State how many lines in the records below contain the string "blonde", counting only matches with the same capitalization. Give the number alone.

:: Data entries ::
◆ ◆ ◆ ◆ ◆ ◆ ◆

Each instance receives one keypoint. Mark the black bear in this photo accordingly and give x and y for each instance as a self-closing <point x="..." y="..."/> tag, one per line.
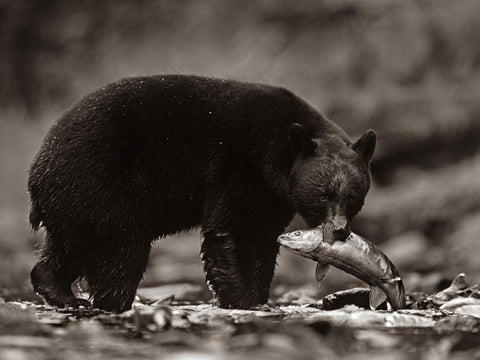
<point x="151" y="156"/>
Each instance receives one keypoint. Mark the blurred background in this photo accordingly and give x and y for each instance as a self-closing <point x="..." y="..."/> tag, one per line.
<point x="408" y="69"/>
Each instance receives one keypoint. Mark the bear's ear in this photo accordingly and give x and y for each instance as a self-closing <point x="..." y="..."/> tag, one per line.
<point x="365" y="146"/>
<point x="301" y="143"/>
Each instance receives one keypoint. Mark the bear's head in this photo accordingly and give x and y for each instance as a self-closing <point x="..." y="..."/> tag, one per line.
<point x="330" y="177"/>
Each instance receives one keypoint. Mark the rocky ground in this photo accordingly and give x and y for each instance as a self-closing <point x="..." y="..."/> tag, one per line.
<point x="445" y="325"/>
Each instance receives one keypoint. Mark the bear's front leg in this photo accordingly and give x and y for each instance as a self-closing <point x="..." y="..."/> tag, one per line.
<point x="238" y="271"/>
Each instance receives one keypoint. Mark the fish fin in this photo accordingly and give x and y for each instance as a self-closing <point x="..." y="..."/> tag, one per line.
<point x="377" y="297"/>
<point x="321" y="270"/>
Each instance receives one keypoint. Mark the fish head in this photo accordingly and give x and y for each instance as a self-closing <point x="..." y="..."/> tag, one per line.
<point x="302" y="242"/>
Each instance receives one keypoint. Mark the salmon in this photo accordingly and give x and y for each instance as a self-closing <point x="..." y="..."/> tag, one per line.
<point x="354" y="255"/>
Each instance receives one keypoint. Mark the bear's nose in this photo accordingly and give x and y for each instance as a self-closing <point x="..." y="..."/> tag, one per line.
<point x="341" y="234"/>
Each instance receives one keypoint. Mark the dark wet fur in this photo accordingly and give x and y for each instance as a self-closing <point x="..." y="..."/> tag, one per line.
<point x="148" y="157"/>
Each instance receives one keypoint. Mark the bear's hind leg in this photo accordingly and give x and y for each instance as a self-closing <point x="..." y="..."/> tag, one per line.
<point x="113" y="274"/>
<point x="53" y="276"/>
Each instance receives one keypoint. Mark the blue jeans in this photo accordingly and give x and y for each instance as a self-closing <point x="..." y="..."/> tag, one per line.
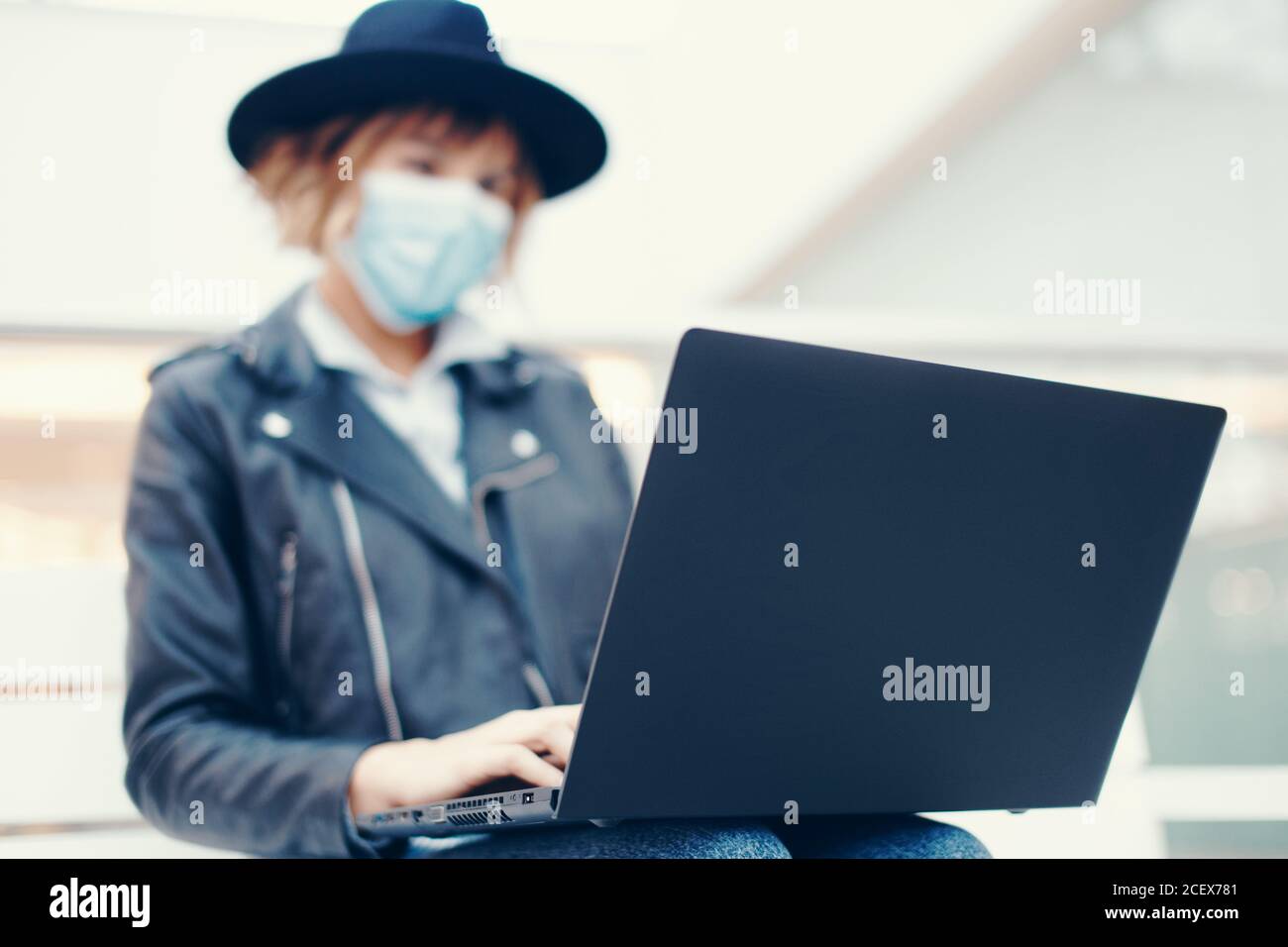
<point x="831" y="836"/>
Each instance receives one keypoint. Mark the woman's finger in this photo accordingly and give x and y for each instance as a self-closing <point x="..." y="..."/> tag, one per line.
<point x="555" y="741"/>
<point x="527" y="766"/>
<point x="522" y="725"/>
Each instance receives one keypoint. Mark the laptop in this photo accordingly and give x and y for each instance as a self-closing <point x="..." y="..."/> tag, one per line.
<point x="870" y="585"/>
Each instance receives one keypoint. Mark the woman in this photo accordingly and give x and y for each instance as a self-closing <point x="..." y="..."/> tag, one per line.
<point x="370" y="544"/>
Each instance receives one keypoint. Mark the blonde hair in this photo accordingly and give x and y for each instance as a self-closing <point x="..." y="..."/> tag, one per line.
<point x="299" y="172"/>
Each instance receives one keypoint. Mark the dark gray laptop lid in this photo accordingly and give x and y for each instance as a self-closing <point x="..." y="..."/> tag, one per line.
<point x="939" y="515"/>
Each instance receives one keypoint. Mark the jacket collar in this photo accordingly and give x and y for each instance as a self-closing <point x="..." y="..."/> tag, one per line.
<point x="275" y="352"/>
<point x="304" y="403"/>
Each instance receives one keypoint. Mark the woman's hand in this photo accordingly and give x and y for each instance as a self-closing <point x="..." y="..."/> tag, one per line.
<point x="532" y="745"/>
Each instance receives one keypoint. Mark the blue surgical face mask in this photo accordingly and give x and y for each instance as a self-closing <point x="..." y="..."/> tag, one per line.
<point x="419" y="243"/>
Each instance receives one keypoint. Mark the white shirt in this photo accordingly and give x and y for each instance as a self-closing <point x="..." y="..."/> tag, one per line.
<point x="424" y="410"/>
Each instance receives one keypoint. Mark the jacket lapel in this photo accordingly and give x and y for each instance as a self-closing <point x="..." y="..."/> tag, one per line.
<point x="374" y="460"/>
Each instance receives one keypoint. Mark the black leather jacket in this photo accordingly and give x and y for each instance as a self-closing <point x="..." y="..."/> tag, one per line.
<point x="295" y="595"/>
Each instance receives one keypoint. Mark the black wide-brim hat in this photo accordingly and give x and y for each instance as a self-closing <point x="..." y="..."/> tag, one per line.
<point x="403" y="52"/>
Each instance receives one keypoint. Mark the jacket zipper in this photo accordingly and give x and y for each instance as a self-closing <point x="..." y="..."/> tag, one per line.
<point x="511" y="478"/>
<point x="376" y="642"/>
<point x="286" y="599"/>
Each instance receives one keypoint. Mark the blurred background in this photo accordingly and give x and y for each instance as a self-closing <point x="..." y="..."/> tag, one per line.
<point x="896" y="178"/>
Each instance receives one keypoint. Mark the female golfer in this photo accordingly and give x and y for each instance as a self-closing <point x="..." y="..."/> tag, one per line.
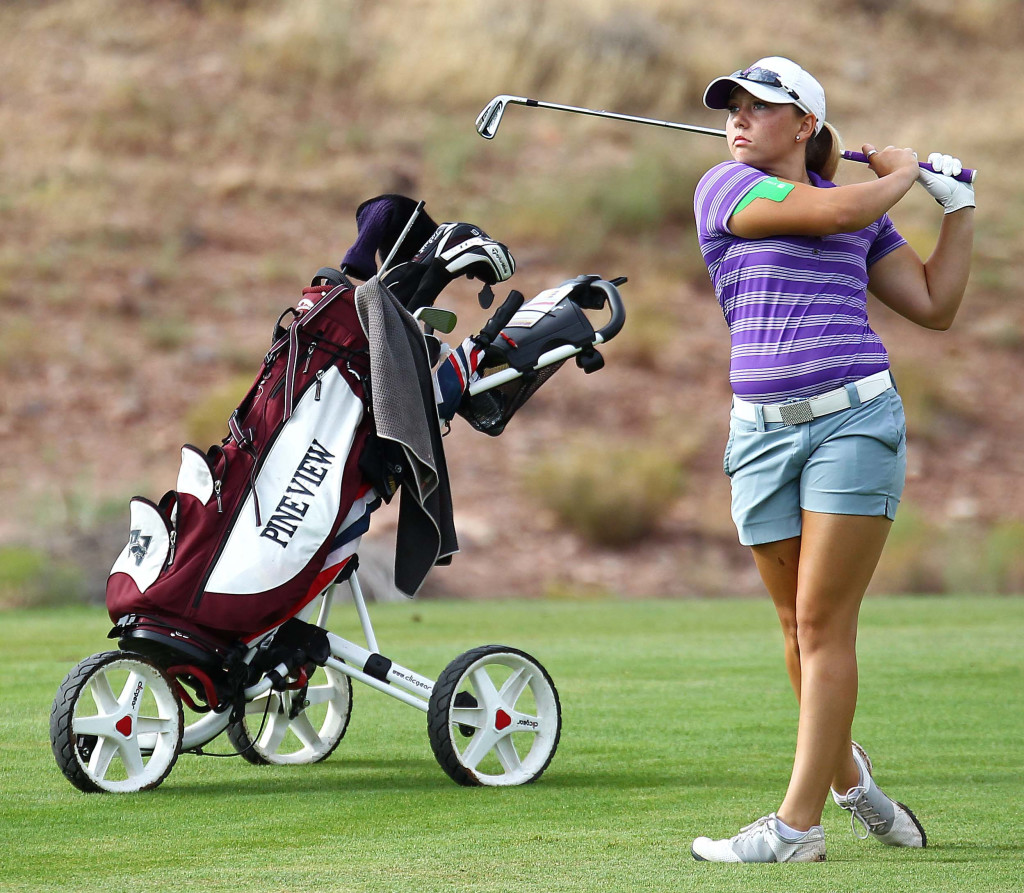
<point x="816" y="449"/>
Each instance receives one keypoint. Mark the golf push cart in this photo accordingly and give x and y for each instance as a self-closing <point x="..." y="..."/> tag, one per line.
<point x="280" y="684"/>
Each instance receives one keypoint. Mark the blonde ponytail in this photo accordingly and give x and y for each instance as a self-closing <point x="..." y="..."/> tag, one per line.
<point x="824" y="152"/>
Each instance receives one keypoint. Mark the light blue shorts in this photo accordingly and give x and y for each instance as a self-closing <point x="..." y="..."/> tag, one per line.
<point x="852" y="462"/>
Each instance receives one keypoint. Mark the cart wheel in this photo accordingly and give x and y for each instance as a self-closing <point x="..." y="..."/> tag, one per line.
<point x="316" y="729"/>
<point x="494" y="718"/>
<point x="116" y="724"/>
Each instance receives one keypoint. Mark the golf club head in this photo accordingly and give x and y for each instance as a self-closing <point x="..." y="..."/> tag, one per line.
<point x="491" y="117"/>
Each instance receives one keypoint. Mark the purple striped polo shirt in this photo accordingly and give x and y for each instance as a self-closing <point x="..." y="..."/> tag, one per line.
<point x="797" y="305"/>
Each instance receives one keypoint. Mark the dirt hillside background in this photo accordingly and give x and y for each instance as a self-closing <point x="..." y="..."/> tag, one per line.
<point x="172" y="172"/>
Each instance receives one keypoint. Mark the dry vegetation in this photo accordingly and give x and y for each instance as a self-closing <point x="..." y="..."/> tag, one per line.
<point x="172" y="171"/>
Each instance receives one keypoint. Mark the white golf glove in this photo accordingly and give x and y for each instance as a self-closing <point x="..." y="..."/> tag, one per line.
<point x="950" y="194"/>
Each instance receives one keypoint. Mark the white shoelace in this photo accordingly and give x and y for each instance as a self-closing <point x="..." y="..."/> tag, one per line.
<point x="862" y="811"/>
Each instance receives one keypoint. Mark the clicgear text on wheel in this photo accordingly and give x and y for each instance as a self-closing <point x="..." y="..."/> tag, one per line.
<point x="116" y="724"/>
<point x="494" y="718"/>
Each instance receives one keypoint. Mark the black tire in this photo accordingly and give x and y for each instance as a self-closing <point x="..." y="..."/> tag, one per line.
<point x="133" y="742"/>
<point x="494" y="718"/>
<point x="265" y="736"/>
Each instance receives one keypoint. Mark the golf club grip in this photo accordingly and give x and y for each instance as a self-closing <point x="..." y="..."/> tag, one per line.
<point x="965" y="176"/>
<point x="501" y="319"/>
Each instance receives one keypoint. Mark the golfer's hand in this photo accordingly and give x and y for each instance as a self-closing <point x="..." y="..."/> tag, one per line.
<point x="950" y="194"/>
<point x="890" y="160"/>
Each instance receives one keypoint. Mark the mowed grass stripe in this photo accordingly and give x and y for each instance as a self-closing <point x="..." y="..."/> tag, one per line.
<point x="678" y="721"/>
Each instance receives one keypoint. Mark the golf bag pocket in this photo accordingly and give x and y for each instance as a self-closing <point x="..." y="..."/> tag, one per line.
<point x="170" y="545"/>
<point x="242" y="540"/>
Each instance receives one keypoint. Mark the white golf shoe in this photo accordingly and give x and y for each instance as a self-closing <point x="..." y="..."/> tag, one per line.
<point x="761" y="842"/>
<point x="880" y="816"/>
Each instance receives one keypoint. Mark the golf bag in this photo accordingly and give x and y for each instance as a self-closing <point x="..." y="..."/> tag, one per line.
<point x="236" y="547"/>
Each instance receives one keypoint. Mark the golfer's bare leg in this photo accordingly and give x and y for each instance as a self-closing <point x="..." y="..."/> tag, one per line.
<point x="777" y="563"/>
<point x="838" y="556"/>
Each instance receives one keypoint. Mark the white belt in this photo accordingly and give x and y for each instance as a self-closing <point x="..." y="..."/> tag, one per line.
<point x="799" y="412"/>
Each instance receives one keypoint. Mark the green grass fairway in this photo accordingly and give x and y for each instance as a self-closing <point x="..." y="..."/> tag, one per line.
<point x="677" y="721"/>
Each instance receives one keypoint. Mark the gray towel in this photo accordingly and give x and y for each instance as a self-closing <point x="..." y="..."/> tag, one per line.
<point x="404" y="412"/>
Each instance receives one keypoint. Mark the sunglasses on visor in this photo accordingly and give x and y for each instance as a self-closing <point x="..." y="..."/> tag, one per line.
<point x="766" y="77"/>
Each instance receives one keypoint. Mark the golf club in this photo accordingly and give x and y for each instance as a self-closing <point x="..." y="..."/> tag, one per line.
<point x="491" y="117"/>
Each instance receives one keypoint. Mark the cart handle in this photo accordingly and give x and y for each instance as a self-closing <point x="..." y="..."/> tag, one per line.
<point x="614" y="325"/>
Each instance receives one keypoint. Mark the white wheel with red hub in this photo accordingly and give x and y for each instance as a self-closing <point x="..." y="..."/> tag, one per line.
<point x="494" y="718"/>
<point x="116" y="724"/>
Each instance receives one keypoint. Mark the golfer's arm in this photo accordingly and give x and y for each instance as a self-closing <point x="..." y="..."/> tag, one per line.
<point x="810" y="211"/>
<point x="929" y="293"/>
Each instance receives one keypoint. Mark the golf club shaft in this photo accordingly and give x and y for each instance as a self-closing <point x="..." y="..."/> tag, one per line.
<point x="486" y="126"/>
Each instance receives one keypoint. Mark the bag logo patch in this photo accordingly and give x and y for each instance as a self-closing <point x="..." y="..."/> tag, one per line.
<point x="138" y="546"/>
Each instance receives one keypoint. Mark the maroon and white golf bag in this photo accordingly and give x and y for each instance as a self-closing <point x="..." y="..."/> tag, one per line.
<point x="236" y="548"/>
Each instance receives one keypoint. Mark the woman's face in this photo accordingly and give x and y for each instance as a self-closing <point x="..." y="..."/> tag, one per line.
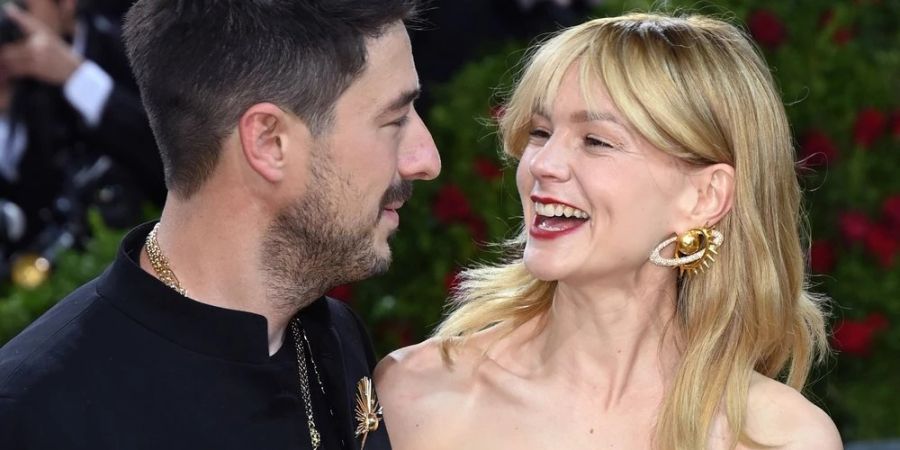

◆ ◆ ◆ ◆ ◆ ◆ ◆

:: Result of this exercise ::
2